--- Start of SOURCE EXCERPT ---
New voices 04 March 2022
On the backroads, hidden inside a suitcase, invisible to border controls, a fluorescent orange bra made in a textile factory in Southern China crosses the Strait and arrives in Taiwan. There, it wanders and circulates, on physical and digital platforms, and then returns to its place of production in China. Studying the mobility of this particular object allows us to interrogate the social and emotional journeys of its producers: young female workers from rural Chinese regions who first migrate to towns within China for work, and then marry in order to travel to Taiwan for work later.
New Voices Awards 2021
Thesis title : Mobilities, Translocal Economies, and Emotional Modernity. From the Factory to Digital Platforms, between China and Taiwan
Country : France
University : Université Lumières Lyon 2
Date : 2019
Research supervisor : Laurence Roulleau-Berger
By studying the journey of a bra produced in China and the women who produced it, the interplay between the mobility and immobility of people and goods in a contemporary world characterised by both globalisation and digitalisation is made visible. Migratory women cross several social, economic and moral barriers –cities, the labour market and the domestic and family space. They cross the borders of hierarchical, inegalitarian and rigid normative regimes, where mobility is constrained by legislation limiting the rights of migrants or imposing marriage as a necessary condition for movement. These mobilities are also constructed in a space-time that is highly influenced by the immediacy of mass telecommunication. The near and the far are redefined by the instantaneousness of communication, the transnational hyperconnection of people's mobilities, whether physical or digital. In their quest to improve their social condition, the women in this research have developed skills that are in many ways similar to forms of motility, giving them great agility in their spatial mobility. This thesis defends the idea that these women can emancipate themselves from their subalternity by developing complex strategies in their physical and virtual mobility, throughout their migrations.
--- End of SOURCE EXCERPT ---
--- Start of DATA TO PROCESS ---
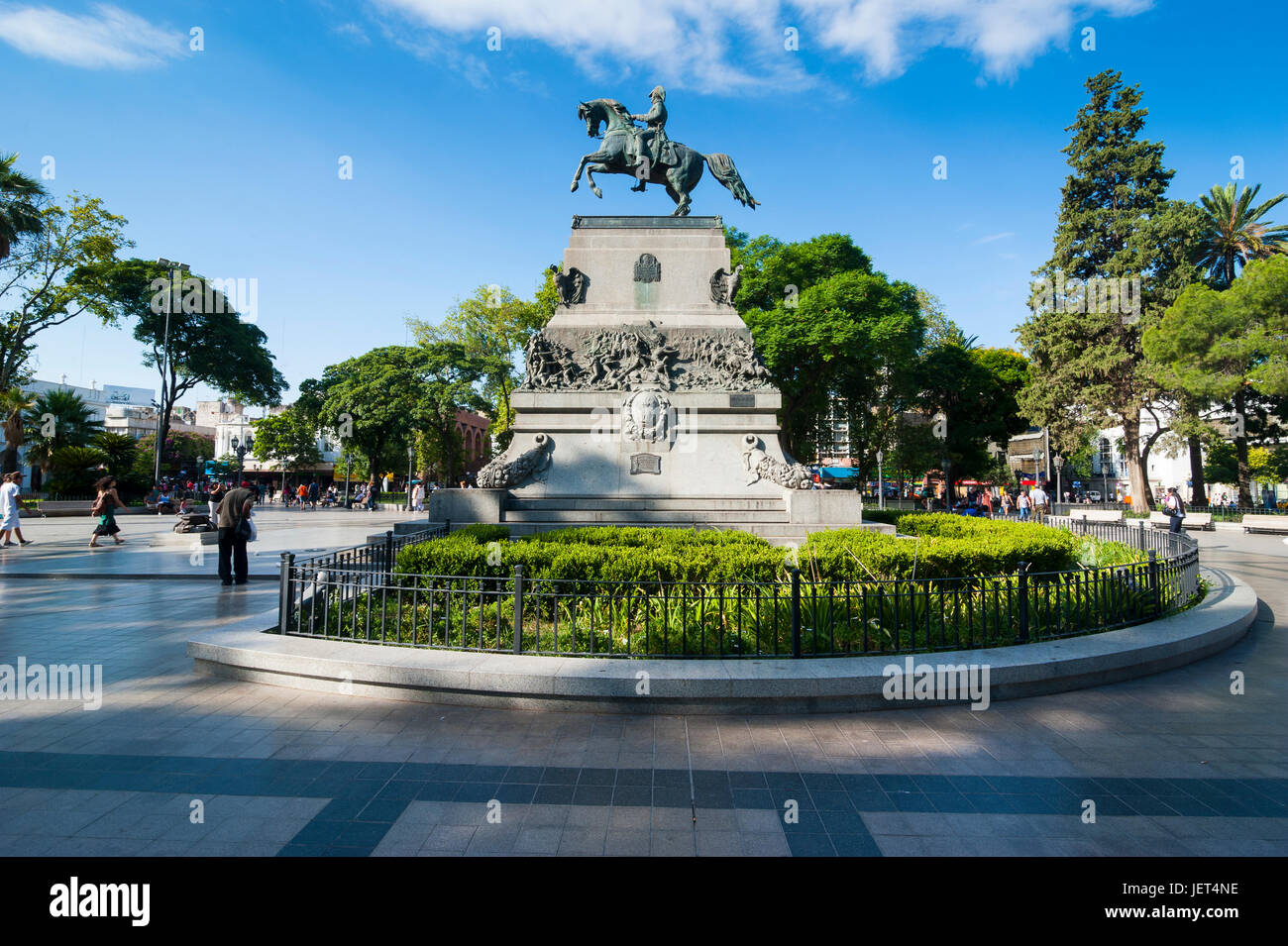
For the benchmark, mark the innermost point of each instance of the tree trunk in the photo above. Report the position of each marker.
(1198, 485)
(1140, 491)
(1240, 450)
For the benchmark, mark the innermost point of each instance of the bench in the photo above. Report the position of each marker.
(1193, 520)
(1253, 523)
(1096, 515)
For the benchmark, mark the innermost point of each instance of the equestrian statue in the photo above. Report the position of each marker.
(648, 155)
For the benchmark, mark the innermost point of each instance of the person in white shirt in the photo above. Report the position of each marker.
(1038, 498)
(11, 511)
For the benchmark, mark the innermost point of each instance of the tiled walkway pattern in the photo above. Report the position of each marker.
(1175, 764)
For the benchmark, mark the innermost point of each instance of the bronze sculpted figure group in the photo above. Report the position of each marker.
(648, 155)
(644, 357)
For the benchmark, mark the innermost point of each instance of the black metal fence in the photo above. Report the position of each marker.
(1220, 514)
(357, 594)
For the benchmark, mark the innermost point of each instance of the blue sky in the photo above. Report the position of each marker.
(227, 158)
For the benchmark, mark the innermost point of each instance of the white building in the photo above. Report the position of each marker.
(101, 402)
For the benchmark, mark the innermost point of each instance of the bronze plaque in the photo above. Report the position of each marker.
(645, 463)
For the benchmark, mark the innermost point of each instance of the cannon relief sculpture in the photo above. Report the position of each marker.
(639, 357)
(760, 467)
(506, 473)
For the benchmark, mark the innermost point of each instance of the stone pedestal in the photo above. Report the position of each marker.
(644, 399)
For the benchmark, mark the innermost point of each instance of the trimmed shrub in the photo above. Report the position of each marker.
(934, 546)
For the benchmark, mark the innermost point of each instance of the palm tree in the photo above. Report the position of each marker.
(13, 403)
(58, 418)
(20, 215)
(1235, 233)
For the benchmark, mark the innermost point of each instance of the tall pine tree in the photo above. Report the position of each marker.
(1122, 254)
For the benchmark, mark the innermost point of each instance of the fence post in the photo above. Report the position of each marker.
(1022, 575)
(1153, 581)
(797, 611)
(518, 609)
(284, 593)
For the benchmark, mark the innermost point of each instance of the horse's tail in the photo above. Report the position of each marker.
(721, 166)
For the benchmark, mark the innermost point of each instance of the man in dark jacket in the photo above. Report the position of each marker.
(232, 512)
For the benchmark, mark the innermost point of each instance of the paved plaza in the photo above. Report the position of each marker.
(1175, 764)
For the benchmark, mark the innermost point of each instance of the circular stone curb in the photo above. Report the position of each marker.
(713, 686)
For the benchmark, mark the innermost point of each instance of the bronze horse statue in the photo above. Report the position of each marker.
(617, 156)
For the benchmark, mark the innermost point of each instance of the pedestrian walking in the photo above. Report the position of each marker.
(235, 533)
(217, 493)
(104, 507)
(11, 511)
(1175, 508)
(1038, 502)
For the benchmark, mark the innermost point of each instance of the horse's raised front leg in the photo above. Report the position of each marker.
(679, 194)
(597, 156)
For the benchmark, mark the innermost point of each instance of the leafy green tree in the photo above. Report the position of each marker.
(1117, 228)
(56, 418)
(288, 438)
(193, 336)
(1234, 233)
(373, 402)
(451, 378)
(14, 403)
(971, 392)
(54, 275)
(179, 451)
(73, 470)
(829, 328)
(1224, 347)
(20, 205)
(493, 326)
(1223, 463)
(119, 451)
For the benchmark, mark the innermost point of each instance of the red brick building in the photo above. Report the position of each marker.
(473, 428)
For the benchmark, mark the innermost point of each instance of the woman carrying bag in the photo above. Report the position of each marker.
(1175, 508)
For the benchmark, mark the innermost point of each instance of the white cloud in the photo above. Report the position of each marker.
(355, 33)
(1004, 35)
(106, 39)
(738, 44)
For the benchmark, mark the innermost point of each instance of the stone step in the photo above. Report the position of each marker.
(643, 502)
(635, 516)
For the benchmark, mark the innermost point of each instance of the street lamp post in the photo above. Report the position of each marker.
(411, 455)
(174, 269)
(348, 465)
(880, 481)
(241, 450)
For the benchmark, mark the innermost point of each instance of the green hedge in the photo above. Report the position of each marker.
(931, 546)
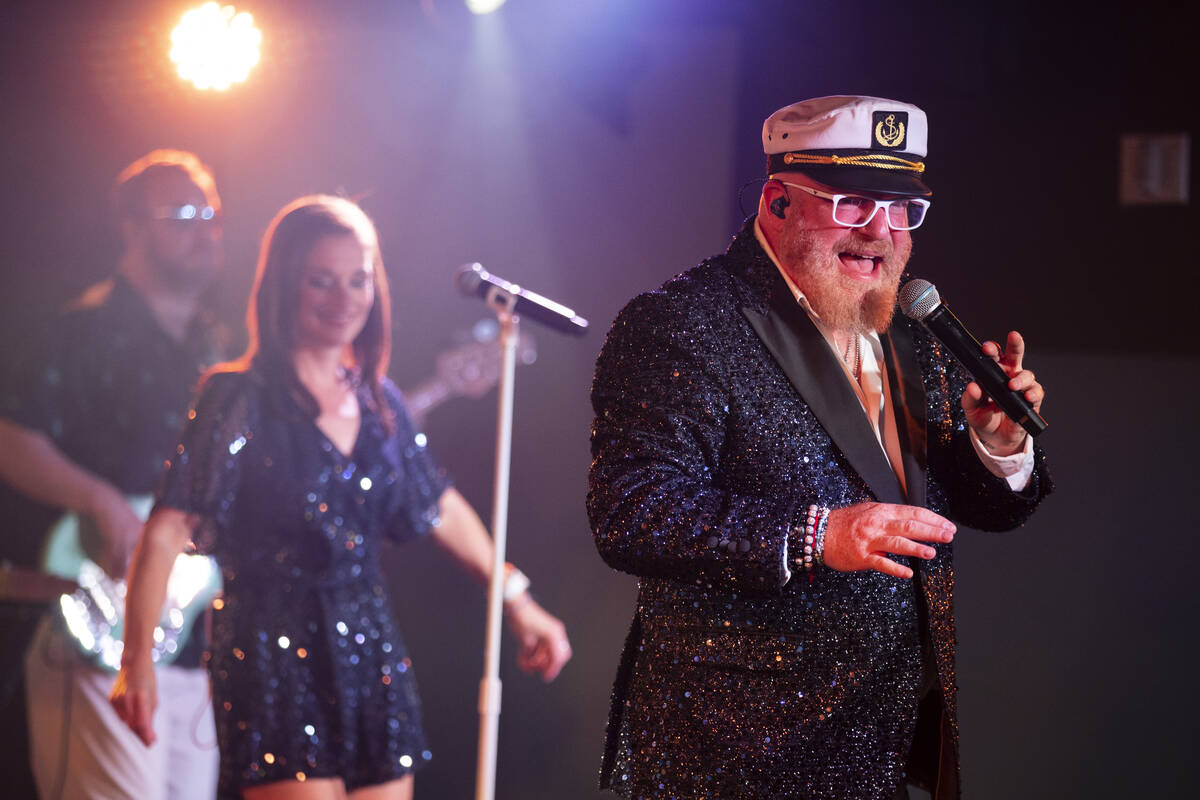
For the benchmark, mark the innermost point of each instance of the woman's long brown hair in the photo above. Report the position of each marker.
(275, 296)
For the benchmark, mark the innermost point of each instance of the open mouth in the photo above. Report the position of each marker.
(861, 264)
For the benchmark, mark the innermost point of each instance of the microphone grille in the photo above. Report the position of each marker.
(918, 298)
(468, 277)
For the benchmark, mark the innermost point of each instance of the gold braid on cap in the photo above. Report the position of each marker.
(880, 161)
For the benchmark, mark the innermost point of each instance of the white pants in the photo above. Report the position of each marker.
(81, 750)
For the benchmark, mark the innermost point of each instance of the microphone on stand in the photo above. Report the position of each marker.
(474, 280)
(919, 300)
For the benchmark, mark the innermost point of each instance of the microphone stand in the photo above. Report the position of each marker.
(503, 304)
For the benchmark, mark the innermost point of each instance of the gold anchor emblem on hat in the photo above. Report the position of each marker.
(892, 134)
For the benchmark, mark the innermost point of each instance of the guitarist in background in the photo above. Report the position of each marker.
(87, 419)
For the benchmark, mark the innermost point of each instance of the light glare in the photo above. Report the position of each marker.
(484, 6)
(215, 46)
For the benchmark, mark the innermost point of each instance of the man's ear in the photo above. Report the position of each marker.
(775, 200)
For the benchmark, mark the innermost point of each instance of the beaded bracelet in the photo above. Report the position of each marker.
(819, 546)
(814, 537)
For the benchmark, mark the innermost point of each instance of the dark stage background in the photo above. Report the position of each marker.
(592, 149)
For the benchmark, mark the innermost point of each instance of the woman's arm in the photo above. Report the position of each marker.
(545, 648)
(135, 695)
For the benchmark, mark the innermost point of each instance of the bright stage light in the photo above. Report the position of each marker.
(215, 46)
(484, 6)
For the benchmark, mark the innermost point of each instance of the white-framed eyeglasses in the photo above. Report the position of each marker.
(186, 212)
(856, 211)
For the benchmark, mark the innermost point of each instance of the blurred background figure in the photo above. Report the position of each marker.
(298, 464)
(90, 413)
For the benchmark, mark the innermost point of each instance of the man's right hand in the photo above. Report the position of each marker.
(861, 536)
(135, 697)
(119, 530)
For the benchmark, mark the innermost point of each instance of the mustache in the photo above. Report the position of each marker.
(864, 246)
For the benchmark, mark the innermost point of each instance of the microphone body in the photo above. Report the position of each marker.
(474, 280)
(915, 300)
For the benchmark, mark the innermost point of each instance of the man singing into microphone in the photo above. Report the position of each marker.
(783, 463)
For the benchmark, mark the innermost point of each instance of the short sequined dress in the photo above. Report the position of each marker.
(310, 674)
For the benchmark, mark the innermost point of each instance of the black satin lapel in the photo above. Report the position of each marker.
(909, 404)
(804, 356)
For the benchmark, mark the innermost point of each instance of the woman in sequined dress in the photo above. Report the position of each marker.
(297, 464)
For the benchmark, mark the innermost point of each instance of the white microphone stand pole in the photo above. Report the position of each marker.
(502, 302)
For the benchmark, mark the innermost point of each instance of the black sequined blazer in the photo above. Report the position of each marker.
(720, 416)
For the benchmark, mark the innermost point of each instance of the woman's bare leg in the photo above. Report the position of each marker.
(325, 788)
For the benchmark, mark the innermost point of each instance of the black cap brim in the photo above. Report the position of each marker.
(870, 180)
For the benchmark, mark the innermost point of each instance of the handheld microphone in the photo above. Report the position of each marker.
(919, 300)
(474, 280)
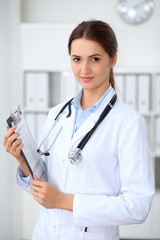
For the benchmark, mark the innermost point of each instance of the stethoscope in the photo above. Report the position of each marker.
(75, 155)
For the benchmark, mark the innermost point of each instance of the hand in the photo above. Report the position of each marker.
(12, 144)
(49, 197)
(44, 193)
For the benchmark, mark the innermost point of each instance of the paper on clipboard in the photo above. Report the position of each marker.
(29, 151)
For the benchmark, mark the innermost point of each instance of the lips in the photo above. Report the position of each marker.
(87, 79)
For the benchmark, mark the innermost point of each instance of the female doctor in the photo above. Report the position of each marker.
(111, 182)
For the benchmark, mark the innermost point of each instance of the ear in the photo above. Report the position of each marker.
(114, 60)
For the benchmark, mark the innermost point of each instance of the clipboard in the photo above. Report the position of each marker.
(29, 152)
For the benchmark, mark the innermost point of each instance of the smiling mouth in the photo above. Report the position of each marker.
(87, 79)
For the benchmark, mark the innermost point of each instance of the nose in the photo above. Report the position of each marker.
(85, 68)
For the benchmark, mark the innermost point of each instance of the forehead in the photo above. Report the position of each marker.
(82, 46)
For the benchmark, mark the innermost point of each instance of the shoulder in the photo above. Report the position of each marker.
(126, 114)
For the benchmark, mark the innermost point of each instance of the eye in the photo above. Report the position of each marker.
(76, 59)
(96, 59)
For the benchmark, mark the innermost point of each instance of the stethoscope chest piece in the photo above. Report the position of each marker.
(75, 156)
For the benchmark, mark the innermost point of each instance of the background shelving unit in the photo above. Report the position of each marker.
(61, 86)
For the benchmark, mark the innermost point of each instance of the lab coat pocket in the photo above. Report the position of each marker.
(92, 235)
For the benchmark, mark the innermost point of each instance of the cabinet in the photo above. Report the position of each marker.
(52, 82)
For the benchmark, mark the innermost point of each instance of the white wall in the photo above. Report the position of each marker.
(138, 45)
(9, 92)
(138, 48)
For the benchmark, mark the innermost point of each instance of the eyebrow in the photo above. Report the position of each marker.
(93, 55)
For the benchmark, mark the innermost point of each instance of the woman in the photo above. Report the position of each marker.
(113, 184)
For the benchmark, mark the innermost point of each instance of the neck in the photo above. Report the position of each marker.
(89, 98)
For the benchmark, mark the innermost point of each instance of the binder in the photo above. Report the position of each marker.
(144, 93)
(37, 88)
(130, 94)
(42, 95)
(29, 152)
(69, 85)
(157, 91)
(120, 86)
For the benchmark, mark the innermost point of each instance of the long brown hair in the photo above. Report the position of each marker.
(100, 32)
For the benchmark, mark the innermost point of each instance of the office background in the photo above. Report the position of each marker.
(139, 50)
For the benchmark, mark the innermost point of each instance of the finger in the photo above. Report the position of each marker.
(37, 183)
(36, 178)
(10, 140)
(35, 189)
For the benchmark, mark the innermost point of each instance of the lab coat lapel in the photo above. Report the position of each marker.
(90, 122)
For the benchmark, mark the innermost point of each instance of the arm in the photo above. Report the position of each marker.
(133, 201)
(14, 145)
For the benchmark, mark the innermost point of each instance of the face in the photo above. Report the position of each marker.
(91, 64)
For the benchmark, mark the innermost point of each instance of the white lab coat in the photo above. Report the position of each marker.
(114, 183)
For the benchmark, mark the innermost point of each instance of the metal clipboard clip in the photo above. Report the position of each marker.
(15, 117)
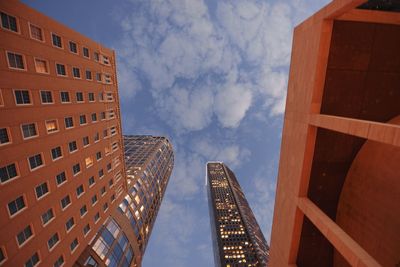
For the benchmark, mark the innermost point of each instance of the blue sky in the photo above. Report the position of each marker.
(210, 75)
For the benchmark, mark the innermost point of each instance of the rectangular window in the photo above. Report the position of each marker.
(15, 61)
(16, 205)
(65, 97)
(56, 39)
(76, 169)
(41, 190)
(4, 139)
(22, 97)
(82, 119)
(46, 97)
(41, 66)
(79, 96)
(70, 223)
(76, 72)
(72, 146)
(8, 172)
(36, 32)
(61, 71)
(73, 47)
(69, 122)
(33, 260)
(61, 178)
(28, 130)
(9, 22)
(88, 75)
(54, 239)
(47, 216)
(24, 235)
(56, 153)
(51, 126)
(35, 161)
(65, 202)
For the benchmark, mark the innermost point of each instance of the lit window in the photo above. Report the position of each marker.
(9, 22)
(36, 32)
(15, 61)
(51, 126)
(41, 66)
(22, 97)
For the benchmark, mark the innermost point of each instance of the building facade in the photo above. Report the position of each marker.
(338, 192)
(61, 151)
(236, 236)
(123, 238)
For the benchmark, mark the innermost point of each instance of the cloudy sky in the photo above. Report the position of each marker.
(212, 76)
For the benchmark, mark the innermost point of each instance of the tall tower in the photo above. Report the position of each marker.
(237, 238)
(123, 238)
(61, 158)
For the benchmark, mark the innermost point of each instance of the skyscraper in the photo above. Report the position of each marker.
(123, 238)
(237, 238)
(61, 158)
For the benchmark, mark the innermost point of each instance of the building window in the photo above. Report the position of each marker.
(65, 97)
(65, 202)
(61, 71)
(54, 239)
(88, 75)
(51, 126)
(4, 139)
(83, 210)
(79, 96)
(41, 66)
(24, 235)
(91, 97)
(9, 22)
(82, 119)
(41, 190)
(56, 153)
(36, 32)
(47, 216)
(22, 97)
(86, 52)
(15, 61)
(46, 97)
(70, 223)
(72, 146)
(73, 47)
(73, 245)
(33, 261)
(76, 72)
(76, 169)
(57, 42)
(28, 130)
(59, 262)
(79, 190)
(85, 141)
(8, 172)
(69, 122)
(35, 161)
(61, 178)
(16, 205)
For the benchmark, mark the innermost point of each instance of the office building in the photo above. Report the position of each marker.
(61, 152)
(237, 238)
(338, 190)
(123, 238)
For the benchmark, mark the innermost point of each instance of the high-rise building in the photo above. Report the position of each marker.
(61, 157)
(123, 238)
(338, 190)
(236, 236)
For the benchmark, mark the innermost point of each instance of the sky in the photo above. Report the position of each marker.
(212, 77)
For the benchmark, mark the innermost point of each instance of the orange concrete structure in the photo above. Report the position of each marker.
(338, 190)
(61, 151)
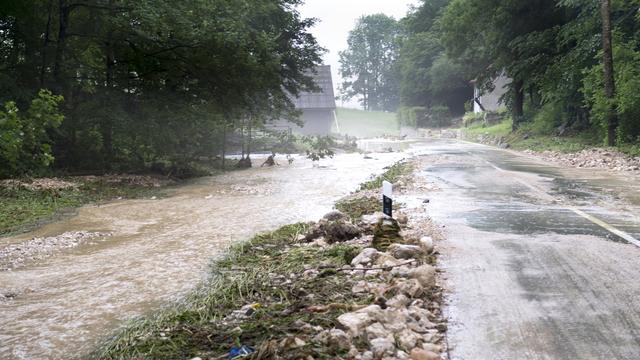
--- End of DATA TO PROCESS ---
**EXERCISE TASKS:**
1/ Copy out, word for word, the passage of the thesis summary starting at "New voices 04" and ending at "for work later.".
2/ Reproduce the records starting at the line containing "the office building" and ending at the end of the records, both included, replacing "innermost point" with "central point" and changing nothing else. Leave the pictures out of your answer.
The records are unrelated to the thesis summary.

**SOLVED PROBLEMS:**
1/
New voices 04 March 2022
On the backroads, hidden inside a suitcase, invisible to border controls, a fluorescent orange bra made in a textile factory in Southern China crosses the Strait and arrives in Taiwan. There, it wanders and circulates, on physical and digital platforms, and then returns to its place of production in China. Studying the mobility of this particular object allows us to interrogate the social and emotional journeys of its producers: young female workers from rural Chinese regions who first migrate to towns within China for work, and then marry in order to travel to Taiwan for work later.

2/
For the benchmark, mark the central point of each instance of the office building in the photo above. Report the position of each marker.
(61, 152)
(237, 238)
(338, 190)
(123, 238)
For the benchmark, mark the central point of each instance of the high-rise building in the photo above. Report the position of each marker.
(61, 157)
(123, 238)
(338, 190)
(236, 236)
For the benchmark, mark the central point of each instance of the sky in the photo above. Report the position of each marker.
(212, 77)
For the benchmark, mark the central point of each instance of the orange concrete structure in the photo above. Report the position of each marker.
(338, 190)
(61, 151)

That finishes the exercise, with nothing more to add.